§ What the exercise asks: Restate all the lines below word for word, but omit the pictures.

Start of Provided data

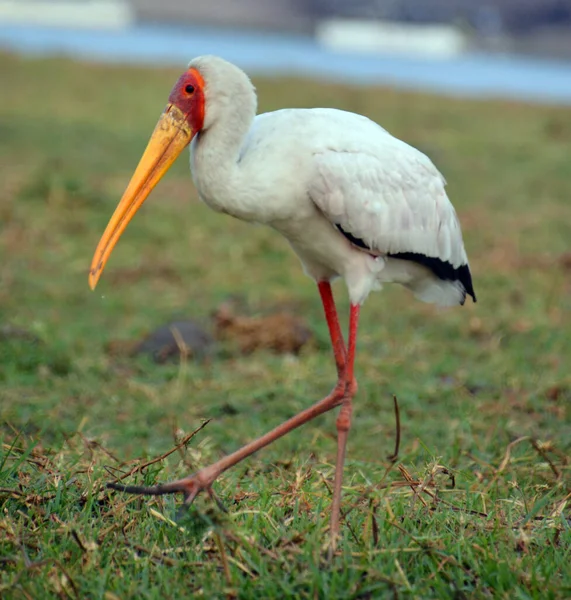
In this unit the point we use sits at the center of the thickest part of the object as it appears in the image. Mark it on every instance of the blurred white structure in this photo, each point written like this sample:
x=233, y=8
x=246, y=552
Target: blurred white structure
x=435, y=41
x=92, y=14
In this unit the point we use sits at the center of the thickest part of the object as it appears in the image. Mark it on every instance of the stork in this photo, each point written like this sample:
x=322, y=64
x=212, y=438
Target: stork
x=352, y=201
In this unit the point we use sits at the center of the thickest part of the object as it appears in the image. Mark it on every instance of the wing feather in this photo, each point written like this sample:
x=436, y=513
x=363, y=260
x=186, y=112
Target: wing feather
x=391, y=197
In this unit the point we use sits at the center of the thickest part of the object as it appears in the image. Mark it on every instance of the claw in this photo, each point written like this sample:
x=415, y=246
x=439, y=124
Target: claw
x=190, y=487
x=216, y=499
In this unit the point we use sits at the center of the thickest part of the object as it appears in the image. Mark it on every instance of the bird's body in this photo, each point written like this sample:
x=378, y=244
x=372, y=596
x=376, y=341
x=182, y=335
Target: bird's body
x=324, y=176
x=352, y=200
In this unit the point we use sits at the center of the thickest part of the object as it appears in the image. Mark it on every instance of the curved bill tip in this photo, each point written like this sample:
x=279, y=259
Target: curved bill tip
x=171, y=135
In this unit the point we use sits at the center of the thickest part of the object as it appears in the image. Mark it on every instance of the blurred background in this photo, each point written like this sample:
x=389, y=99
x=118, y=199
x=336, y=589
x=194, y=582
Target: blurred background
x=456, y=46
x=200, y=316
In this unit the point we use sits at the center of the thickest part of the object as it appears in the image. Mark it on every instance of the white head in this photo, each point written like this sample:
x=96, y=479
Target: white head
x=226, y=88
x=211, y=92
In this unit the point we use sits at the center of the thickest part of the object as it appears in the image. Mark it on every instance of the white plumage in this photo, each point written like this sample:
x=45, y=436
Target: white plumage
x=352, y=200
x=343, y=191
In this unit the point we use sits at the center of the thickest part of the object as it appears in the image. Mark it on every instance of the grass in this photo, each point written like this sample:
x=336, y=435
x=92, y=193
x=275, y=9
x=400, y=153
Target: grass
x=477, y=504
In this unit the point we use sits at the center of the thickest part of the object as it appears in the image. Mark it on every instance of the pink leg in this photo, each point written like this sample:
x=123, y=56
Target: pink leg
x=334, y=328
x=341, y=394
x=344, y=423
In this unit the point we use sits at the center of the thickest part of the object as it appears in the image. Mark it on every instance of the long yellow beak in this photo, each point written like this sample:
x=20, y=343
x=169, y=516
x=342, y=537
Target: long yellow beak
x=171, y=135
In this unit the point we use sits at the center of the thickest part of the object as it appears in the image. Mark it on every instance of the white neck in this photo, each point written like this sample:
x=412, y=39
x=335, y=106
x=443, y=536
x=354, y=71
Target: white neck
x=215, y=152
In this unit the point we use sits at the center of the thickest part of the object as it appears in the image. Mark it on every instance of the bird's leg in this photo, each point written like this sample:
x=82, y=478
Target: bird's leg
x=332, y=319
x=344, y=422
x=191, y=486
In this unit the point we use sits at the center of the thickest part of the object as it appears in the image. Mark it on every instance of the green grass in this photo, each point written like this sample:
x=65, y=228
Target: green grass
x=477, y=505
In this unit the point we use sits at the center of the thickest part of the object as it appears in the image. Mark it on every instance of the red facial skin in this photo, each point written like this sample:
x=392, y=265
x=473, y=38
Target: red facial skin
x=188, y=96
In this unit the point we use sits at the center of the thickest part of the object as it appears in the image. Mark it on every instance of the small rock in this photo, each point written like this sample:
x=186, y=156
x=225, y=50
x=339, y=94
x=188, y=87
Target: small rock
x=282, y=332
x=179, y=338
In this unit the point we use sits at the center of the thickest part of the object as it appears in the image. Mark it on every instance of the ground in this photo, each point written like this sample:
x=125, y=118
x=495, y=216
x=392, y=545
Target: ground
x=476, y=505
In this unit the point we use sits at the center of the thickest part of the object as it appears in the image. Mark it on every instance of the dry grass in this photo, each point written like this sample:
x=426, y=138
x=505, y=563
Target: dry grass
x=477, y=503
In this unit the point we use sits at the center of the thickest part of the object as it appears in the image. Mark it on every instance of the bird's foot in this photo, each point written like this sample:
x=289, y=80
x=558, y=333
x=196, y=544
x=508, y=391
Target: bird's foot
x=189, y=487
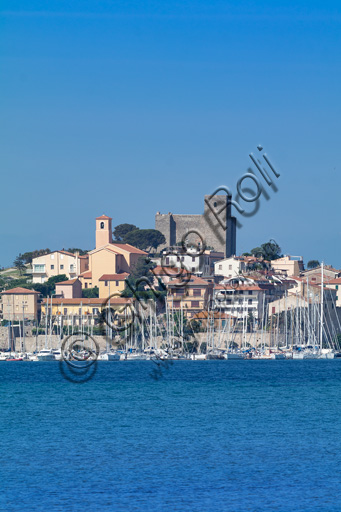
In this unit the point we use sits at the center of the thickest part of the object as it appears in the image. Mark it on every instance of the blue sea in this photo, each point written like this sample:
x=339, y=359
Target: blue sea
x=197, y=436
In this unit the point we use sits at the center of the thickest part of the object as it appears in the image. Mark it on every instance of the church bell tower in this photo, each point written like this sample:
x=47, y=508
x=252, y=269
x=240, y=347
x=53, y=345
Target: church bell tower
x=103, y=231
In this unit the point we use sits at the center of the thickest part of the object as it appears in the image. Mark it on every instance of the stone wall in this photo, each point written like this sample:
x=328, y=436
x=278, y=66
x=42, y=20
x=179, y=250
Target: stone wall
x=219, y=234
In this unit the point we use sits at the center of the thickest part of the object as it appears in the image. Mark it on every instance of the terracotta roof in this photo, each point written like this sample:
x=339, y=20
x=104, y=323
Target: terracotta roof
x=88, y=302
x=129, y=248
x=19, y=291
x=193, y=281
x=114, y=277
x=70, y=281
x=241, y=287
x=217, y=315
x=168, y=271
x=87, y=274
x=103, y=217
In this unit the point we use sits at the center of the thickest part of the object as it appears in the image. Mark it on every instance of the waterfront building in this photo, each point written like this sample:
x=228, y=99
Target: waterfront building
x=56, y=263
x=288, y=265
x=83, y=311
x=20, y=303
x=109, y=259
x=70, y=289
x=215, y=227
x=201, y=265
x=190, y=296
x=335, y=284
x=314, y=274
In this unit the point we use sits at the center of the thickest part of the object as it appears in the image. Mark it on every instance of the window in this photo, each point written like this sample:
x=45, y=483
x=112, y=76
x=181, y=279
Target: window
x=39, y=268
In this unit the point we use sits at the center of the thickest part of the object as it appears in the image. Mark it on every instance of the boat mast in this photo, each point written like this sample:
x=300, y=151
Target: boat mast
x=321, y=321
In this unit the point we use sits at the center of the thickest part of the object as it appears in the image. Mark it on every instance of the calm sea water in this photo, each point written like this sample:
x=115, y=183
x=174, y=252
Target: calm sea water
x=208, y=436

End of Provided data

§ Exercise output:
In this unit the point we use sits at the center of the thickest part of the object as it appears in the image. Mark it on every instance of the blurred white structure in this photo, each point written like this sample:
x=233, y=8
x=246, y=552
Target: blurred white structure
x=435, y=41
x=92, y=14
In this unit the point we use sits at the center of the thickest part of the object as it appears in the image. Mark it on every instance of the stork in this photo, each point written like this sample:
x=322, y=64
x=212, y=438
Target: stork
x=352, y=201
In this unit the point we use sits at the center of the thickest part of the object as it appears in the image. Mark it on every instance of the wing feather in this photo, each point written like this sample:
x=436, y=513
x=363, y=260
x=186, y=112
Target: wing feather
x=391, y=197
In this unit the point we use sits at the center of the thickest part of the object as it appears in the image. Mark it on every instance of the claw in this photo, each point written like this sample:
x=415, y=246
x=439, y=124
Target: claw
x=190, y=487
x=216, y=499
In this unit the point we use sits at the center of the thickest part of the object as it appears in the image. Mark it on every instance of the bird's body in this photo, each point written like this sample:
x=378, y=244
x=372, y=596
x=376, y=341
x=182, y=335
Target: bird's body
x=324, y=176
x=352, y=200
In this unit the point we use sits at the center of the thickest part of the object as it appears in the image. Mark it on every instance of the curved bill tip in this photo, each point written like this sample:
x=279, y=259
Target: curved bill tip
x=171, y=135
In this unit the point we use sits at the center of the thickest part of the object as it appears in the image. Mark it on every instance of the blurred background in this photo, each point written like this sample:
x=389, y=99
x=118, y=199
x=336, y=589
x=194, y=582
Target: blurred background
x=456, y=46
x=200, y=316
In this unit the point we use sits at the center of the thickest part of the object as it appears in the image. Mark it on every instance of the white head in this photo, each point written like this sample:
x=96, y=479
Target: white head
x=226, y=88
x=211, y=92
In this unit the point we use sits at the center of the thickest part of the object as it appears in the image. Mark it on every instance of the white plumage in this photo, each point written like this sample:
x=45, y=436
Target: white plumage
x=352, y=200
x=343, y=191
In this unit the point we use sits at the center of the thickest part of the object as it appears in the image. Mark it on every instance of the grass in this photo, each point written like this sample:
x=336, y=435
x=92, y=193
x=275, y=9
x=400, y=153
Target: grass
x=477, y=504
In this unit the point we use sits at the center of the thickest part of the object as it appears in the image. Mark it on every instance of the pink leg in this photo, each point written like this sample:
x=123, y=56
Target: pink leg
x=334, y=328
x=341, y=394
x=344, y=423
In this unit the point we use sits at the center of the thickest part of the object as it appears in the image. Mark it on every instance of the long yellow beak in this photo, each point written like this sample:
x=20, y=343
x=169, y=516
x=342, y=537
Target: long yellow beak
x=171, y=135
In this unit the point we use sits at the center of the thickest part of the object as it appears in the image. Mark it on every instance of the white neck in this photo, each point written like this sample:
x=412, y=39
x=335, y=106
x=443, y=536
x=354, y=71
Target: white neck
x=215, y=152
In this unit the point we use sits at the center of the thickest part of the object as it appears in the image. Mark it on every instance of the bird's leg in this photo, each point written like this sample:
x=82, y=478
Target: bird's leg
x=332, y=319
x=344, y=422
x=191, y=486
In this unit the point we use sits at the center of the thickest part of the object as it appears in the image. Mark it on every instance of the green grass in this photo, each point written like this sample:
x=65, y=228
Target: green grass
x=477, y=505
In this unit the point we use sits at the center of the thickest part of the object as it appears in the image. Mark it on every instance of the red facial skin in this photo, each point written like this sample:
x=392, y=265
x=473, y=38
Target: red facial skin
x=188, y=96
In this unit the point we use sits at the center of the thickest part of the object as it appears in the image. Mark it on every instance of the small rock in this photo, each point written like this sample:
x=186, y=156
x=225, y=50
x=339, y=94
x=188, y=87
Target: small rock
x=282, y=332
x=179, y=338
In this unit the point we use sits at the center of the thickest part of the object as it appears in the image. Mark it on every instance of the ground in this photo, each point written like this sample:
x=125, y=118
x=495, y=216
x=392, y=545
Target: ground
x=476, y=505
In this unit the point we use sits at the center of the thickest part of the object as it appears in the image. Mark it on every instance of the dry grass in this photo, each point written like this sample:
x=426, y=138
x=505, y=563
Target: dry grass
x=477, y=503
In this unit the point we use sits at the center of the thickest part of the object as it appears in the image. Mark it on every instance of the bird's foot in this photo, each point written like this sample:
x=289, y=80
x=558, y=333
x=196, y=544
x=508, y=391
Target: bird's foot
x=189, y=487
In this unit the point we use sits at the center of the thickest part of the object as it appears in the image. Mark it on every instance of the blue sea in this photo, each point written like this sample:
x=339, y=359
Target: blue sea
x=197, y=436
In this unit the point we use sits at the center of the thickest part of the object as it appears in the image. Mark it on every instance of the church bell tower in this photo, each point written like this sample:
x=47, y=508
x=252, y=269
x=240, y=347
x=53, y=345
Target: church bell tower
x=103, y=231
In this unit the point we use sits at the center of the thickest part of the object as it appears in the image. Mark it on every instance of the stone wall in this photo, each point written like this sample:
x=328, y=436
x=278, y=66
x=42, y=20
x=179, y=250
Target: stone wall
x=219, y=234
In this unit the point we use sits at the center of the thickest part of the object as it appears in the image. Mark it on every instance of the terracotta roof in this photo, each point written like this sample:
x=339, y=20
x=104, y=323
Target: terracotta roof
x=88, y=302
x=129, y=248
x=19, y=291
x=193, y=281
x=114, y=277
x=70, y=281
x=241, y=287
x=217, y=315
x=168, y=271
x=87, y=274
x=103, y=217
In this unit the point we use sits at the center of the thickest part of the object as it appears in the image. Mark it on every instance of the waterfront building in this photo, each point written like this sample:
x=228, y=99
Target: waterfront building
x=56, y=263
x=288, y=265
x=83, y=311
x=20, y=303
x=109, y=259
x=70, y=289
x=215, y=227
x=201, y=265
x=190, y=296
x=335, y=284
x=314, y=274
In this unit the point we use sits at the center of the thickest part of the object as it appears in the image. Mark it on every instance of the window in this photo, each point written like this sample:
x=45, y=483
x=112, y=76
x=181, y=279
Target: window
x=39, y=268
In this unit the point we use sits at the center of the thickest part of the object as it appears in the image. Mark it on every instance of the boat mast in this photo, each point written like this sample:
x=300, y=151
Target: boat mast
x=321, y=321
In this unit the point we use sits at the center of the thickest part of the object as it appears in the image. Mark it on every instance of the calm sea water in this photo, each point written like this sample:
x=115, y=183
x=174, y=252
Target: calm sea water
x=208, y=436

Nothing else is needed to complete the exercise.